# Selected extract:
+++++

So why do we need a volatile keyword
Most of the time I am working on a highload JVM based
backends and for sure I know the keyword
volatile. If you google the meaning
, then probably you would find something related to
caching. I did too, and it didn't satisfy my
curiosity ,so I had to go deeper, way deeper. So why not
share my findings
here so curious readers can get a better view on the
concurrent
nature of Java.
It starts with caches
Before explaining what volatile does it would be better to understand what problem it solves in the first place. Let's start with a small code sample
class Counter{
private int cnt
public void increment(){
this.cnt++
}
public int get(){
return this.cnt
}
Straight forward counter that allows you to get and increment
the number. But what's going on in terms of CPU ? The
silicon mafia
ships around 4 CPU cache levels between CPU and RAM.
First level is located as close to the CPU as possible and
usually has the smallest size(around 16 kilobytes).
The most frequently used variables are stored there.

+++++

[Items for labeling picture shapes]

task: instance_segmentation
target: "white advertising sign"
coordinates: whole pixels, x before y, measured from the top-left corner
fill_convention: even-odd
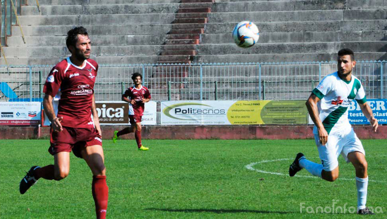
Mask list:
[[[234,101],[161,102],[162,125],[228,125],[227,112]]]
[[[0,102],[0,125],[38,125],[40,102]]]
[[[144,115],[141,118],[141,125],[156,125],[157,105],[157,103],[155,101],[149,101],[145,103]]]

+++++

# Work instructions:
(1) Transcribe the article on the volatile keyword, starting with "First level is" and going on through "are stored there.".
(2) In the article on the volatile keyword, what size does the first-level CPU cache usually have?
The records are separate material with no connection to the article on the volatile keyword.

# Responses in order:
(1)
First level is located as close to the CPU as possible and
usually has the smallest size(around 16 kilobytes).
The most frequently used variables are stored there.

(2) Around 16 kilobytes.